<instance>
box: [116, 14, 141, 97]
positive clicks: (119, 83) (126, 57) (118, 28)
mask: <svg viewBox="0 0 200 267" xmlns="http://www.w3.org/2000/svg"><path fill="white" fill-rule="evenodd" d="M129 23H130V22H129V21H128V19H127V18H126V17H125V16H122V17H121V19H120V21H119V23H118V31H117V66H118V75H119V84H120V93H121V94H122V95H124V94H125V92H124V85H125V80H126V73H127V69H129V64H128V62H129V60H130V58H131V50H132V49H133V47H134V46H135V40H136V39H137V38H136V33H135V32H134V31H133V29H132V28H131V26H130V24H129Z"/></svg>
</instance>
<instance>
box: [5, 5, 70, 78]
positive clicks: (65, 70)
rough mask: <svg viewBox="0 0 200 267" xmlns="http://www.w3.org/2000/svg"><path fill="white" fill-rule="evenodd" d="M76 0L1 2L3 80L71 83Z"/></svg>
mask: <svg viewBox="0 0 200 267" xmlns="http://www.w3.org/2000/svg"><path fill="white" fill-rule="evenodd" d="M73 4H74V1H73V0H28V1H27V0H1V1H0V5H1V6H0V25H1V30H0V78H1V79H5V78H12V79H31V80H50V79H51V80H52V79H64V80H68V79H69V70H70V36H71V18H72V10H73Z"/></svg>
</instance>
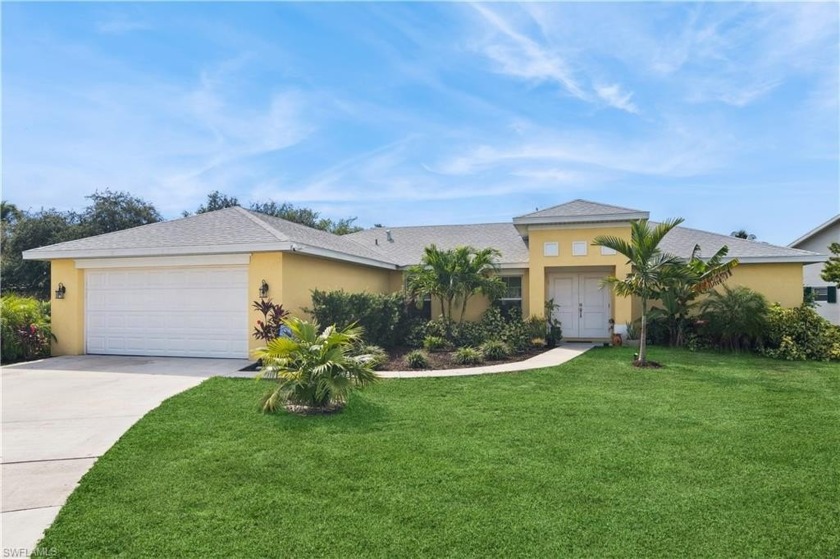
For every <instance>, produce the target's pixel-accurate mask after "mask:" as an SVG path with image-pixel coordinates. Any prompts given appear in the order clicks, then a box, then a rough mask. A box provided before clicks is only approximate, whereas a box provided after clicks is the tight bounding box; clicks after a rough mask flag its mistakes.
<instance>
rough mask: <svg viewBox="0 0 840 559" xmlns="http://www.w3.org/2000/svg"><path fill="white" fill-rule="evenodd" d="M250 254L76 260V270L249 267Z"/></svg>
mask: <svg viewBox="0 0 840 559" xmlns="http://www.w3.org/2000/svg"><path fill="white" fill-rule="evenodd" d="M250 261H251V255H250V254H213V255H193V256H157V257H155V256H150V257H140V258H86V259H78V260H76V269H87V268H175V267H186V266H247V265H248V263H249V262H250Z"/></svg>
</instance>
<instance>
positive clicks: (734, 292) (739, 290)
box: [700, 285, 768, 351]
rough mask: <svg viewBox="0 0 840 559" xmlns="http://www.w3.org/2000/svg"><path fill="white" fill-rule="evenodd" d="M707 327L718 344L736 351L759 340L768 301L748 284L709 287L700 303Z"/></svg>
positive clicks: (765, 322) (767, 307)
mask: <svg viewBox="0 0 840 559" xmlns="http://www.w3.org/2000/svg"><path fill="white" fill-rule="evenodd" d="M700 310H701V312H702V313H703V318H704V319H705V320H706V322H707V325H706V328H707V330H708V331H709V332H710V333H711V334H712V336H714V338H715V339H716V341H717V343H718V345H719V346H721V347H723V348H725V349H730V350H733V351H738V350H739V349H742V348H746V347H749V346H750V345H752V344H753V343H759V344H760V343H761V340H762V337H763V335H764V332H765V331H766V329H767V314H768V305H767V299H765V298H764V295H762V294H761V293H758V292H757V291H753V290H752V289H749V288H748V287H744V286H741V285H739V286H736V287H734V288H730V287H729V286H726V285H724V286H723V291H722V292H720V291H712V292H711V293H709V297H708V298H707V299H706V300H705V301H703V304H702V305H700Z"/></svg>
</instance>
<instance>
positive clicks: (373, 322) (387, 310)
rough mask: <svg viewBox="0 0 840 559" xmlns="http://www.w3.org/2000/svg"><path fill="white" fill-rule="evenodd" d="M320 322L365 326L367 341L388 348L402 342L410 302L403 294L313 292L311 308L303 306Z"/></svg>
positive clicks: (403, 340)
mask: <svg viewBox="0 0 840 559" xmlns="http://www.w3.org/2000/svg"><path fill="white" fill-rule="evenodd" d="M305 310H306V312H308V313H309V314H311V315H312V316H313V317H314V318H315V321H316V322H318V323H320V324H335V325H336V326H337V327H338V328H347V327H348V326H350V325H351V324H356V325H358V326H361V327H362V328H363V329H364V337H365V340H366V341H367V342H368V343H371V344H374V345H378V346H382V347H386V348H390V347H394V346H397V345H400V344H402V343H404V341H405V336H406V334H407V332H408V329H409V327H410V324H411V321H412V318H413V317H412V305H410V304H408V303H407V302H406V301H405V298H404V296H403V294H401V293H392V294H387V295H386V294H382V293H347V292H345V291H343V290H339V291H320V290H318V289H315V290H313V291H312V308H311V309H305Z"/></svg>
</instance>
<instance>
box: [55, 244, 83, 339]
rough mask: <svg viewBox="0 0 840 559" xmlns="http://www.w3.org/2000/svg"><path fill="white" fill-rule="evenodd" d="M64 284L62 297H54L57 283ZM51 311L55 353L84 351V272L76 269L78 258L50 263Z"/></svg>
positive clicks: (55, 261) (57, 284) (57, 285)
mask: <svg viewBox="0 0 840 559" xmlns="http://www.w3.org/2000/svg"><path fill="white" fill-rule="evenodd" d="M59 283H61V284H63V285H64V289H65V293H64V298H63V299H56V298H55V290H56V289H58V284H59ZM50 314H51V319H50V322H51V325H52V333H53V335H54V336H55V339H54V340H53V341H52V344H51V348H50V352H51V353H52V355H83V354H84V353H85V271H84V270H79V269H76V262H75V260H53V261H52V262H50Z"/></svg>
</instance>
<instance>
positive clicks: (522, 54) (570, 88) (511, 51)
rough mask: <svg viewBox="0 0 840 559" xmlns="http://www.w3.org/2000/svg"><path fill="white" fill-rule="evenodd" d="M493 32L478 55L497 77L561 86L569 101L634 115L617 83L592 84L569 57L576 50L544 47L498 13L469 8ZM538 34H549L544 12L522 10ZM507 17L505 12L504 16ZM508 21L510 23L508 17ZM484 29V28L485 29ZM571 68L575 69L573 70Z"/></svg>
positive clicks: (633, 109)
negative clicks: (502, 76)
mask: <svg viewBox="0 0 840 559" xmlns="http://www.w3.org/2000/svg"><path fill="white" fill-rule="evenodd" d="M472 7H473V8H474V9H475V11H476V12H478V13H479V14H480V15H481V16H482V17H483V19H484V21H485V22H486V23H489V24H490V25H491V29H492V30H493V31H494V32H493V33H492V34H491V35H490V37H488V38H485V39H484V40H483V41H481V43H480V44H481V46H480V51H481V52H482V54H484V55H485V56H486V57H488V58H489V59H491V60H493V61H494V62H495V63H496V69H497V71H498V72H499V73H502V74H505V75H508V76H511V77H515V78H519V79H522V80H526V81H532V82H536V83H542V82H552V83H555V84H557V85H559V86H561V87H562V88H563V89H564V90H565V91H566V92H567V93H569V94H570V95H572V96H573V97H575V98H577V99H579V100H581V101H584V102H587V103H598V102H599V101H600V102H603V103H605V104H606V105H607V106H609V107H612V108H614V109H618V110H622V111H626V112H628V113H632V114H637V113H638V112H639V108H638V107H637V106H636V105H635V104H634V103H632V102H631V101H630V99H631V98H632V96H633V93H632V92H625V91H623V88H622V86H621V85H620V84H618V83H611V84H595V83H590V82H594V81H595V80H594V79H593V78H592V77H591V76H590V75H589V74H590V73H591V72H589V71H587V68H586V66H585V64H583V62H582V60H581V57H580V55H579V54H578V55H577V56H575V55H573V54H571V53H573V52H575V50H576V49H561V48H559V47H558V46H556V45H555V46H552V45H550V44H548V39H545V38H542V39H541V38H540V37H539V36H538V35H539V34H538V33H533V34H531V35H528V34H527V33H526V31H524V30H523V29H522V28H521V27H523V26H520V28H517V27H515V26H514V25H513V23H511V21H508V19H506V18H505V17H503V16H502V15H500V14H499V13H497V12H495V11H493V10H491V9H489V8H488V7H486V6H483V5H481V4H472ZM524 13H526V14H527V15H528V16H529V18H530V19H531V21H532V23H535V24H536V25H537V26H538V28H539V30H540V32H541V33H542V34H549V38H551V37H553V34H551V25H550V22H549V21H548V20H547V18H544V17H541V16H542V15H544V12H541V11H537V10H526V11H525V12H524ZM508 14H509V12H508ZM509 19H511V20H513V19H514V17H513V16H510V18H509ZM485 27H486V26H485ZM573 68H575V69H576V70H575V69H573Z"/></svg>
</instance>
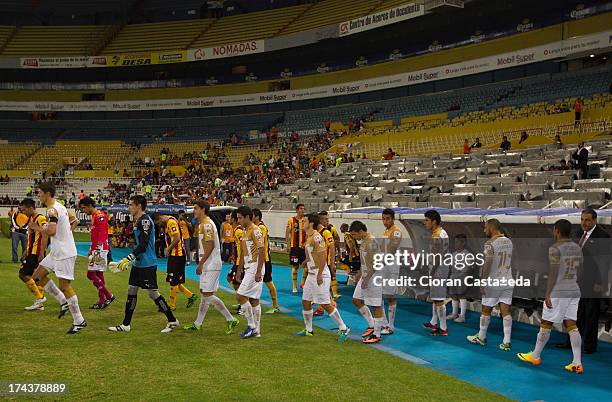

◇ ◇ ◇ ◇ ◇ ◇ ◇

**WHAT IS NEEDED**. In the entries above, find the line with "32L478 55L497 77L561" and the line with "positive clicks: (633, 109)", then restate word for word both of them and every line between, with nothing more.

**OUTPUT FOR THIS TASK**.
rough mask: <svg viewBox="0 0 840 559" xmlns="http://www.w3.org/2000/svg"><path fill="white" fill-rule="evenodd" d="M493 32L478 55L497 77L561 86L569 101L634 115L617 83L592 84L569 57L576 50L544 47L498 13L469 8ZM538 34H549L544 12L522 10ZM507 17L505 12L504 16ZM508 21L510 23L508 17ZM484 29V28L485 29ZM571 68L575 69L573 70Z"/></svg>
positive clicks: (633, 109)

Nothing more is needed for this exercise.